### [TASK DETAILS]
Could you please output all of the data exactly, without the images?

### [DATA LISTING]
_ _ _ _ _
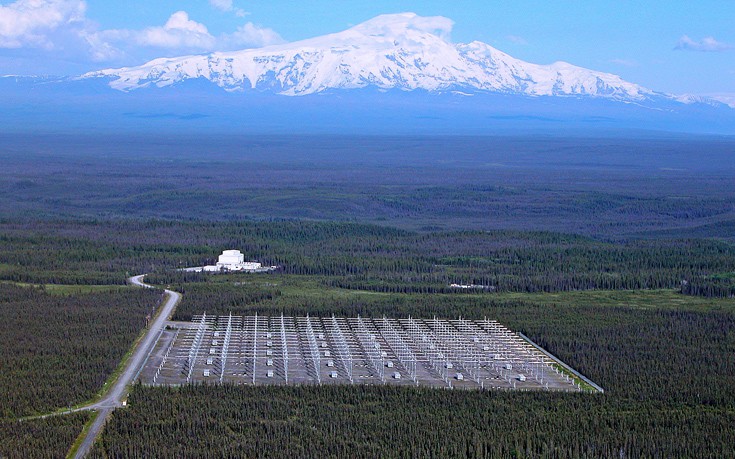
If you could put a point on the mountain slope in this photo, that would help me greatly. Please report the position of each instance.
(401, 51)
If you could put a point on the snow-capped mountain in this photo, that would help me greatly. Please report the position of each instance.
(400, 51)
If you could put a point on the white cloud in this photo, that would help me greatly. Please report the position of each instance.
(180, 34)
(724, 97)
(59, 29)
(27, 23)
(227, 6)
(222, 5)
(707, 44)
(624, 62)
(251, 35)
(518, 40)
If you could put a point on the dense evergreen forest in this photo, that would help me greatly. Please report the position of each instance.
(668, 375)
(58, 350)
(48, 438)
(607, 186)
(615, 254)
(661, 355)
(365, 257)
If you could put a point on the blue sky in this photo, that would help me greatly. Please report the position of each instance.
(674, 46)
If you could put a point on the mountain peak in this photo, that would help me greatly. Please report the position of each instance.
(394, 25)
(393, 51)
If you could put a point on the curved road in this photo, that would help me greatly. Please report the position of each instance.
(113, 398)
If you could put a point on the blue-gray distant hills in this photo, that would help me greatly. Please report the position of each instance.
(392, 74)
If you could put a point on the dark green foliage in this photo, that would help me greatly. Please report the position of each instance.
(611, 186)
(59, 350)
(668, 375)
(40, 438)
(360, 257)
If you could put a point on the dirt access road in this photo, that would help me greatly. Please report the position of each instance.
(114, 397)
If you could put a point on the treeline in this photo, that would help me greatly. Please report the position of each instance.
(59, 350)
(710, 287)
(668, 377)
(48, 438)
(362, 257)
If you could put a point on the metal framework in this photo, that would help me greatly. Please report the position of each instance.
(292, 350)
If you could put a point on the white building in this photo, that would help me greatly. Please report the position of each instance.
(233, 260)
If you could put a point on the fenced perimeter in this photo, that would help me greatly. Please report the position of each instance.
(331, 350)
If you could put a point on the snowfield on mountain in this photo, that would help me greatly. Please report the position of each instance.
(399, 51)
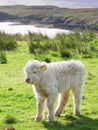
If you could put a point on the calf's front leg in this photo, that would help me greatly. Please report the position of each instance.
(50, 104)
(40, 109)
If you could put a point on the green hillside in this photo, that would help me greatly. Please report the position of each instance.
(52, 15)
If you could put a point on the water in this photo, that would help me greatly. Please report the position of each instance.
(14, 28)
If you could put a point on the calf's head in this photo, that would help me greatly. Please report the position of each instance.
(33, 71)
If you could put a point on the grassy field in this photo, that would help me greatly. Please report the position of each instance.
(18, 104)
(52, 15)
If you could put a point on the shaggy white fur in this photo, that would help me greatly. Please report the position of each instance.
(51, 79)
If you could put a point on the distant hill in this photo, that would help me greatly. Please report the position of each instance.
(52, 15)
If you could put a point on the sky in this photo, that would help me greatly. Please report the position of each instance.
(60, 3)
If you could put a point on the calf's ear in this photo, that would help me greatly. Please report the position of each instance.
(43, 67)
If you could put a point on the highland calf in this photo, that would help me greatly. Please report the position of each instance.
(51, 79)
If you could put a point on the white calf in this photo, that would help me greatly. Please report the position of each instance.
(49, 79)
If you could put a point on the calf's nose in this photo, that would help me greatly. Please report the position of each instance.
(27, 80)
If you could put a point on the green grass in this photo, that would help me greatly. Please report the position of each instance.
(18, 104)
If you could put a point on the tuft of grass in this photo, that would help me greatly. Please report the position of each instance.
(3, 58)
(9, 119)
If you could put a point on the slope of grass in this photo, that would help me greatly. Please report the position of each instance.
(18, 104)
(59, 17)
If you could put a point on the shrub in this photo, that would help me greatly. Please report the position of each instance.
(9, 119)
(7, 42)
(69, 46)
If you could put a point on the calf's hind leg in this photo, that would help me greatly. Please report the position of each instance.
(77, 99)
(63, 99)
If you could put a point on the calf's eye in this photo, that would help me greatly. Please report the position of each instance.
(34, 72)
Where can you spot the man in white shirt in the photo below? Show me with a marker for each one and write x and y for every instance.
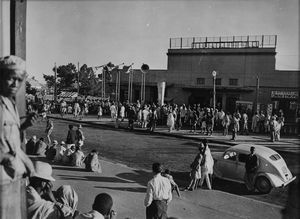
_ _ _ _ _
### [EXERCISE OUTPUT]
If you could put a point on the mountain slope in this photo, that would help me greatly. Please report the position of each instance.
(401, 51)
If you could put a point on the snow-capped mountain in this photo, that would help me greatly. Please report the position of each instance.
(400, 51)
If you could put a point on the white cloud in this photo, that would help me greatly. Please report the position of each instance.
(180, 34)
(724, 97)
(59, 29)
(27, 23)
(227, 6)
(222, 5)
(707, 44)
(624, 62)
(251, 35)
(518, 40)
If you could put a point on the dense evergreen forest in this photo, that would help me greatly. Please report the position of each instance.
(668, 375)
(58, 350)
(48, 438)
(607, 186)
(615, 254)
(661, 355)
(365, 257)
If you could put a point on the blue sky in this photo, that would help me greatly. Please report the position of each instance.
(674, 46)
If you could put a point on the mountain peak in this photo, that would help me greatly. Please report the position of each instance.
(394, 25)
(393, 51)
If you could put a point on the curved road in this photo, that would help me greatly. Please report the position of each instance.
(113, 398)
If you could put a point on the blue-gray distant hills in this photo, that would help me greatly. Please report the position of each instance.
(392, 74)
If you could put a point on the dark green foliage in this photo, that would help me greatly. Please report the position of each instance.
(611, 186)
(59, 350)
(668, 375)
(40, 438)
(360, 257)
If you could put a point on the dirt access road in this photo, that would help me greatly. Please report the position of each instance.
(114, 397)
If you could put a point on the treeline in this photo, that would help me greatly. Please report the position of each instance.
(59, 350)
(710, 287)
(668, 377)
(48, 438)
(362, 257)
If you could put a point on the metal framework in this photo, that would help me greatly. Please report the position of each instance.
(292, 350)
If you could put a point on the white building in this photo, that would help me greatly. Please report the position of each instance.
(233, 260)
If you could put a point on the fenced perimeter in this photo, that would help me greatly. Please report the position of each instance.
(331, 350)
If you could put a point on the snowfield on mountain in this photo, that would help me greatly. Please report the position of each instance.
(399, 51)
If you could put a point on the calf's front leg in this photo, that would help me greatly. Please report the position of each instance.
(50, 104)
(40, 109)
If you could put a point on the green hillside in this photo, that would help me greatly. Please report the position of each instance.
(52, 15)
If you could put a point on the water in this photo, that would help me greatly. Please report the position of each instance.
(14, 28)
If you could put a point on the calf's head in this photo, that would help me greatly. Please report the position of each instance.
(33, 71)
If you could put a point on the grassy field in this photo, that would help me greatly. Please report the position of each instance.
(18, 104)
(52, 15)
If you could put a point on the shaggy white fur in this photo, that would help me greatly. Please report the position of each instance.
(51, 79)
If you could put a point on the distant hill in this photo, that would help me greatly. Please report the position of each instance.
(52, 15)
If you could put a point on the sky in this photo, that would help me greatly. Please report the position of each instance.
(60, 3)
If you could put a point on the calf's ear in this photo, that would help me greatly. Please report the position of each instance.
(43, 67)
If you could put a point on the highland calf in this photo, that would help me greatly. Please report the position of each instance.
(51, 79)
If you could put a point on the white calf in this photo, that would help me greatly. Please report the position of each instance.
(49, 79)
If you could put a point on the calf's nose in this photo, that would help me greatly. Please report the position of each instance.
(27, 80)
If you could put a point on the green grass in this photo, that would help me greatly. Please report the position of each instance.
(18, 104)
If you could put a point on the tuft of grass in this photo, that would help me greatly. Please report the position of each instance.
(3, 58)
(9, 119)
If you could put a point on the slope of grass in this photo, that would help me greatly. Please report the position of each instance.
(18, 104)
(59, 17)
If you could put a point on the shrub in this photo, that would help me greatly. Please report the position of each instance.
(9, 119)
(7, 42)
(69, 46)
If you could put a point on the calf's hind leg in this photo, that would help me greatly. Please report the position of each instance.
(77, 99)
(63, 99)
If you could put a point on the calf's eye in this photo, that would help me greatly. Please report the position of each instance.
(34, 72)
Where can you spot the man in white shirt in the photo below? Show me with a marker for each one and write x and y for every instance.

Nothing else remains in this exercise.